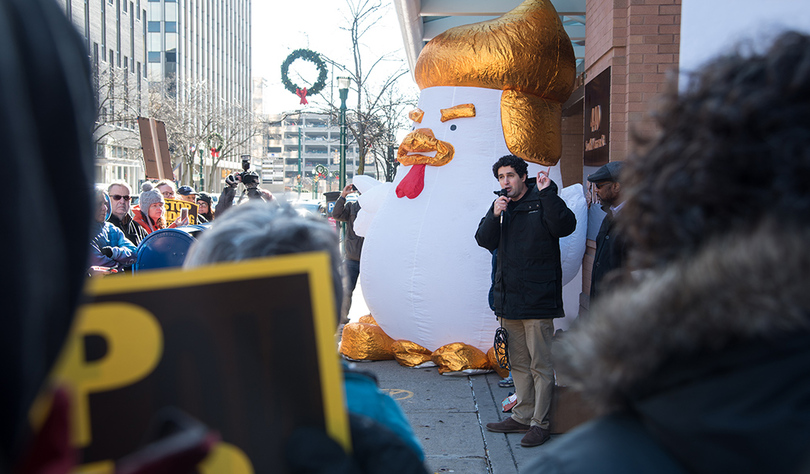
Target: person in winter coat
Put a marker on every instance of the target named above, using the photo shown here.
(525, 226)
(382, 438)
(205, 208)
(611, 249)
(150, 210)
(702, 363)
(109, 247)
(121, 212)
(353, 244)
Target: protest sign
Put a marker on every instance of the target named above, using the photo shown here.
(174, 206)
(220, 343)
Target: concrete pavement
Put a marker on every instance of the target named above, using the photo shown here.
(449, 415)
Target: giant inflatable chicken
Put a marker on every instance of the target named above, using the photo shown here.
(487, 90)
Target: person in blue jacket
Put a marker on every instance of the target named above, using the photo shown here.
(109, 247)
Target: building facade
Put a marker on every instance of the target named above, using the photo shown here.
(114, 33)
(199, 54)
(299, 144)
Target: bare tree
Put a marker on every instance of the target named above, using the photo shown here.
(373, 122)
(120, 103)
(197, 121)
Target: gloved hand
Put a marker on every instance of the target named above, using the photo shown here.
(232, 180)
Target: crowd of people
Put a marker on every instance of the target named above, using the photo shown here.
(696, 355)
(113, 248)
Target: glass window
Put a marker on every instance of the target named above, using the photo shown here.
(155, 12)
(171, 41)
(171, 12)
(153, 42)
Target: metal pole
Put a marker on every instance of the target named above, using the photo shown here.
(342, 182)
(300, 174)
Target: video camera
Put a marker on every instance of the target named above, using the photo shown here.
(249, 178)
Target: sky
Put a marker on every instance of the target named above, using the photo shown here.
(279, 28)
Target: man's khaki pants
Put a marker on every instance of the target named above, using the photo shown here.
(529, 343)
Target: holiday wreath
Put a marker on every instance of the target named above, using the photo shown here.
(312, 57)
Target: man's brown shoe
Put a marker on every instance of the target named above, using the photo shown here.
(508, 425)
(535, 437)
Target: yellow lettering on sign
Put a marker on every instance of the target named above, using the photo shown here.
(134, 348)
(101, 467)
(226, 458)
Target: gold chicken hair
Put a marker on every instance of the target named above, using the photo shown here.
(527, 54)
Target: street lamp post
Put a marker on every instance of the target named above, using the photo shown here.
(343, 89)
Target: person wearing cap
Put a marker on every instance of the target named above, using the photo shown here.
(109, 247)
(121, 212)
(611, 249)
(151, 208)
(186, 193)
(166, 188)
(204, 208)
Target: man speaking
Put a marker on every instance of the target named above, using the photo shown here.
(525, 226)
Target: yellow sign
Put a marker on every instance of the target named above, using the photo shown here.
(217, 343)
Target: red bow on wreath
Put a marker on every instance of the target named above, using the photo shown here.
(302, 93)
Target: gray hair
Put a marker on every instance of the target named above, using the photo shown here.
(260, 229)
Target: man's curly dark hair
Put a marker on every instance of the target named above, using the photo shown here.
(733, 153)
(520, 166)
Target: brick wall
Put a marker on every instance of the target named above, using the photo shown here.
(640, 41)
(573, 145)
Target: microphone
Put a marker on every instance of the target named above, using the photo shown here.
(500, 193)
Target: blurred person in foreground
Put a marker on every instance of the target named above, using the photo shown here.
(47, 114)
(702, 364)
(120, 212)
(109, 247)
(382, 438)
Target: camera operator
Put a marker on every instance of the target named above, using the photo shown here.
(251, 191)
(525, 225)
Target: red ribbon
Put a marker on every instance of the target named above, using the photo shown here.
(302, 93)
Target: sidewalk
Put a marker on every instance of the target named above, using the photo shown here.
(449, 415)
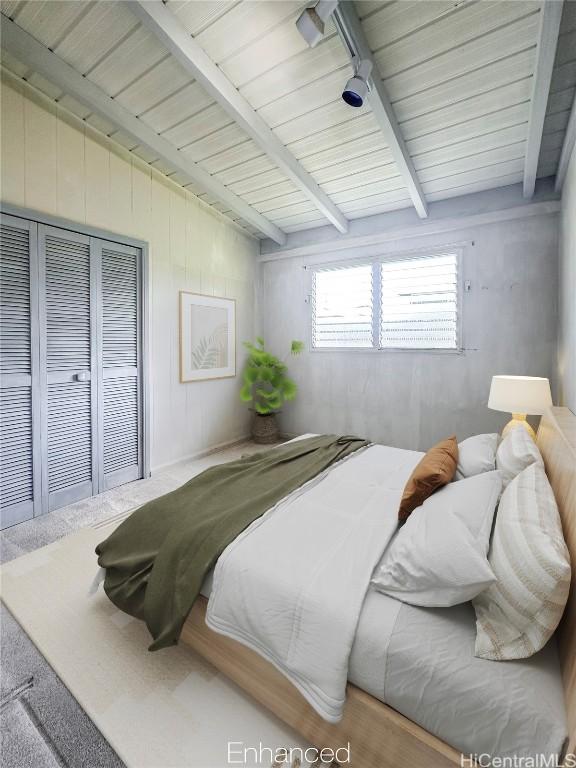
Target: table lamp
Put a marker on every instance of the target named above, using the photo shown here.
(520, 396)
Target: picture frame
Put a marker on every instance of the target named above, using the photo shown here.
(207, 337)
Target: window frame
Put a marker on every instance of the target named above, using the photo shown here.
(376, 261)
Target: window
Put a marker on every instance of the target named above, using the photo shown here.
(408, 302)
(342, 307)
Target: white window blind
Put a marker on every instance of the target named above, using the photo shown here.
(419, 302)
(403, 303)
(342, 307)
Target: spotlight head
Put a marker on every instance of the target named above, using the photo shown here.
(356, 88)
(355, 91)
(310, 26)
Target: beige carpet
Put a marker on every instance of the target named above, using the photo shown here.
(158, 710)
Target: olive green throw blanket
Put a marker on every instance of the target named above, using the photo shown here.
(157, 559)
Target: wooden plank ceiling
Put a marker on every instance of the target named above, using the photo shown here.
(458, 73)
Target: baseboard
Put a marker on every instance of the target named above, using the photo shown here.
(203, 452)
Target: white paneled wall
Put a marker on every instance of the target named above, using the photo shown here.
(56, 164)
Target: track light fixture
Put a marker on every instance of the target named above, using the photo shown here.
(311, 21)
(356, 88)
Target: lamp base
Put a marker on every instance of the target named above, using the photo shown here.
(519, 420)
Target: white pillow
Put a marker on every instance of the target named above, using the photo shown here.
(438, 557)
(476, 454)
(516, 452)
(517, 615)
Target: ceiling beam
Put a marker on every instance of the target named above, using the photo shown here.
(353, 37)
(172, 33)
(550, 15)
(567, 149)
(42, 60)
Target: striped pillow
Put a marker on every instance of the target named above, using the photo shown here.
(517, 615)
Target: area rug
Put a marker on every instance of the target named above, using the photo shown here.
(168, 709)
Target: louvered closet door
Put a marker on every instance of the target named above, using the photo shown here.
(68, 362)
(120, 404)
(19, 456)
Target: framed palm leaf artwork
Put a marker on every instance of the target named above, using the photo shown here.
(207, 337)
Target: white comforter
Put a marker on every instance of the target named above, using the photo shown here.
(291, 587)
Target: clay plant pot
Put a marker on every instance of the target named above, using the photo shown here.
(265, 429)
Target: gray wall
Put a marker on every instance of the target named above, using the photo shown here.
(412, 399)
(567, 326)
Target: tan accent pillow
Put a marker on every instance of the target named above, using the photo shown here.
(518, 614)
(436, 468)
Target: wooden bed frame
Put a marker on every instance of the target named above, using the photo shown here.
(379, 736)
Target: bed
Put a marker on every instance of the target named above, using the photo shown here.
(378, 733)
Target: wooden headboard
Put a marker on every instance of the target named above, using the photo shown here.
(557, 443)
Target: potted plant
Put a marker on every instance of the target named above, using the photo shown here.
(267, 385)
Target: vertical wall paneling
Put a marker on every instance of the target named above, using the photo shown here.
(215, 248)
(19, 467)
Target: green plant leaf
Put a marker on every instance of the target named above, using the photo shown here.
(266, 373)
(275, 401)
(246, 393)
(296, 347)
(266, 395)
(262, 408)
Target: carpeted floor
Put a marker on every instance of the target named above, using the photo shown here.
(42, 725)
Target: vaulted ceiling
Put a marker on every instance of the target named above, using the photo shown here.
(460, 76)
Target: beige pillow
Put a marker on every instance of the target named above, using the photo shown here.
(435, 469)
(517, 615)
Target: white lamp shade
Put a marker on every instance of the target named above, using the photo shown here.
(520, 394)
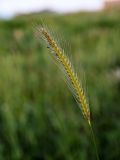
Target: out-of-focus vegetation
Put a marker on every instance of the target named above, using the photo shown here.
(39, 118)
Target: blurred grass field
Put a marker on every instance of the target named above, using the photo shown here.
(39, 118)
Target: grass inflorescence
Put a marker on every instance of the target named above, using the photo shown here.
(72, 78)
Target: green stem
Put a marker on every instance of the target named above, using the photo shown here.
(94, 141)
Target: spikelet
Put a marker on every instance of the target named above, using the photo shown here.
(72, 77)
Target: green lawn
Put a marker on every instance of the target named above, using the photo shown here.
(39, 118)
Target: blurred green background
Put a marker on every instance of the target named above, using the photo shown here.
(39, 118)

————————

= Problem =
Restate each line of the records exactly; pictures do not belong in the copy.

= Solution for this problem =
Target: person in winter coat
Put a marker on every instance of the target named above, using the photo shown here.
(525, 226)
(382, 438)
(205, 208)
(611, 249)
(150, 210)
(702, 363)
(109, 247)
(121, 212)
(353, 244)
Target: protest sign
Put a marker on every instance of the target named above, using the photo shown here.
(174, 206)
(220, 343)
Target: concrete pavement
Put a marker on every instance of the target named above, using the photo shown here.
(449, 415)
Target: giant inflatable chicken
Put a marker on every instance of the target named above, using the photo shown here.
(487, 90)
Target: person in blue jacket
Put a marker on every instance of the target named above, using the photo shown here.
(109, 247)
Target: building facade
Put a marker on every instance of the target named above, using the photo shown here.
(114, 33)
(199, 54)
(299, 144)
Target: bare tree
Put a marker on every instance of the target named above, using the photo shown here.
(373, 122)
(120, 103)
(197, 121)
Target: gloved hand
Put a marker on every instance of the target named above, using the photo shown here.
(232, 180)
Target: crowd of people
Put a marker on every instance of the target named above, using the photo shown here.
(696, 355)
(113, 248)
Target: glass window
Put a marker on every instance of the target named above, using the photo shown here.
(155, 12)
(171, 41)
(171, 12)
(153, 42)
Target: metal pole
Put a marker on every instance of the target named above, using the photo shown here.
(342, 182)
(300, 174)
Target: video camera
Put a marker on every instance of the target named above, using the photo shown here.
(249, 178)
Target: sky
Put a marker on every instance of the target named above, using the photo shown here.
(279, 28)
Target: man's khaki pants
Put a marker on every instance of the target named above, using the photo shown here.
(529, 343)
Target: holiday wreath
Put a marker on every instance of the target named above, using the photo shown here.
(312, 57)
Target: man's brown shoe
Put a marker on every instance of the target named above, using the photo shown here.
(508, 425)
(535, 437)
Target: yellow lettering on sign
Put a marker on every instance of the target named above, using the photo shown here.
(134, 348)
(101, 467)
(226, 458)
Target: gold chicken hair
Put a marker on every instance of the target named above, using the photo shown here.
(527, 54)
Target: street lamp post
Put a marker on every instance of the target named above, using the photo shown here.
(343, 89)
Target: person wearing cap
Put a marker on every instance of the target named above, using the photo shown here.
(109, 247)
(121, 212)
(611, 249)
(151, 208)
(186, 193)
(166, 188)
(204, 208)
Target: man speaking
Put a marker on every instance of the target named above, using the photo shown here.
(525, 226)
Target: yellow sign
Put a marker on every instance of the target named above, using the photo shown here.
(217, 343)
Target: red bow on wreath
Put a marker on every instance of the target named above, using the photo shown here.
(302, 93)
Target: gray hair
Put a marker on every instance of the target named above, using the photo shown here.
(260, 229)
Target: man's curly dark hair
Put a marker on every instance of the target named above, using the photo shown here.
(733, 153)
(520, 166)
Target: brick wall
Put a marker on every instance of the target named above, using the photo shown here.
(640, 41)
(573, 145)
Target: microphone
Put a marker on every instance of the target named above, using the photo shown here.
(500, 193)
Target: blurred person in foreground
Put a marker on every instance of the target named above, using the photo shown here.
(47, 114)
(702, 364)
(120, 212)
(109, 247)
(382, 438)
Target: camera operator
Put a marker on every instance of the target named above, using the photo shown here.
(251, 191)
(525, 225)
Target: red ribbon
Put a marker on every instance of the target named above, using the photo shown here.
(302, 93)
Target: sidewalk
Put a marker on every instance of the target named above, using the photo shown here.
(449, 415)
Target: table lamp
Put a marker on every instance of the target named above, using the photo shown here.
(520, 396)
Target: picture frame
Put a marker on every instance of the target named above, using the photo shown here.
(207, 337)
Target: window frame
Put a marker on every instance of the target named above, using the photo shown here.
(376, 261)
Target: window
Put a marker on every instance of the target named above, using the photo shown here.
(408, 302)
(342, 307)
Target: white window blind
Put a marker on every instance of the target named above, using the photo shown here.
(419, 302)
(403, 303)
(342, 307)
Target: spotlight head
Put a marker on every instance of the target named above, using the photo shown here.
(356, 88)
(355, 91)
(310, 26)
Target: beige carpet
Put a marker on every instance of the target named above, using the photo shown here.
(158, 710)
Target: olive green throw blanket
Put a marker on every instance of the target named above, using the photo shown here.
(157, 559)
Target: wooden plank ceiling
Put a marker on every instance of the target named above, using the photo shown here.
(458, 73)
Target: baseboard
Put a marker on every instance of the target named above, using the photo shown here.
(203, 452)
Target: white paneled wall
Put a marker on every instance of the target named above, using the photo shown here.
(56, 164)
Target: track light fixture
Put a marker on every instance of the target named above, using the photo shown here.
(311, 21)
(356, 88)
Target: lamp base
Put a marker on every instance of the target named above, using the photo shown here.
(519, 420)
Target: white pillow
Put a marker on every instance of the target named above, using the photo shown here.
(438, 557)
(476, 454)
(516, 452)
(517, 615)
Target: ceiling beam
Put a marker on every instance of the target named above, using the photo shown here.
(353, 37)
(172, 33)
(550, 15)
(567, 149)
(42, 60)
Target: striped pillow
Put a marker on every instance of the target named above, using the photo shown here.
(517, 615)
Target: area rug
Put a marker on every instance of the target named above, using the photo shown here.
(168, 709)
Target: louvered closet door
Put a marker on every instance of the target named above, using the photo shown here.
(68, 362)
(120, 404)
(19, 456)
Target: framed palm leaf artwork
Put a marker on every instance of the target named above, using the photo shown here.
(207, 337)
Target: white comforter
Put a marker on every instance of the target named above, using the photo shown here.
(291, 587)
Target: clay plant pot
Put a marker on every instance of the target named above, using the photo shown here.
(265, 429)
Target: gray wall
Put a marker on every instance of the target named above, using the photo shown here.
(412, 399)
(567, 326)
Target: tan accent pillow
Put a marker on every instance of the target named above, using the photo shown here.
(518, 614)
(436, 468)
Target: wooden bed frame
Put a marker on every instance of the target named above, using the photo shown here.
(379, 736)
Target: bed
Put a marker on every instance of the target named above, using the photo shown here.
(378, 733)
Target: wooden headboard
Put a marker on every instance of the target named above, using the photo shown here.
(557, 443)
Target: potted plant
Put a marker on every instance of the target named above, using the photo shown here.
(267, 385)
Target: vertical wall paneling
Put a marker on every instance of the target named above, using the photo shown here.
(215, 248)
(19, 467)
Target: green plant leaf
Put a marker on every instance of the target named above, using the photo shown here.
(266, 373)
(275, 401)
(246, 393)
(296, 347)
(266, 395)
(262, 408)
Target: carpeted floor
Put a marker on every instance of the target named above, using the photo shown here.
(42, 725)
Target: vaulted ceiling
Put a marker on every instance of the target named above, using the photo shown here.
(460, 76)
Target: beige pillow
Put a marker on every instance of the target named above, using the photo shown here.
(435, 469)
(517, 615)
Target: white lamp shade
Put a marker on every instance of the target named above, using the photo shown here.
(520, 394)
Target: out-of-focus vegetation
Put a marker on every instance of the target named above, using the photo shown here.
(39, 118)
Target: blurred grass field
Put a marker on every instance of the target named above, using the photo shown here.
(39, 118)
Target: grass inflorescence
Put a marker on every instance of the target named above, using the photo shown here.
(72, 78)
Target: green stem
Put a marker on every instance of the target named above, using the photo shown here.
(94, 141)
Target: spikelet
Put a marker on every instance of the target named above, using the photo shown here.
(72, 77)
Target: green lawn
Put a marker on every instance of the target named above, using the photo shown here.
(39, 118)
Target: blurred green background
Put a marker on every instance of the target named above, using the photo shown here.
(39, 118)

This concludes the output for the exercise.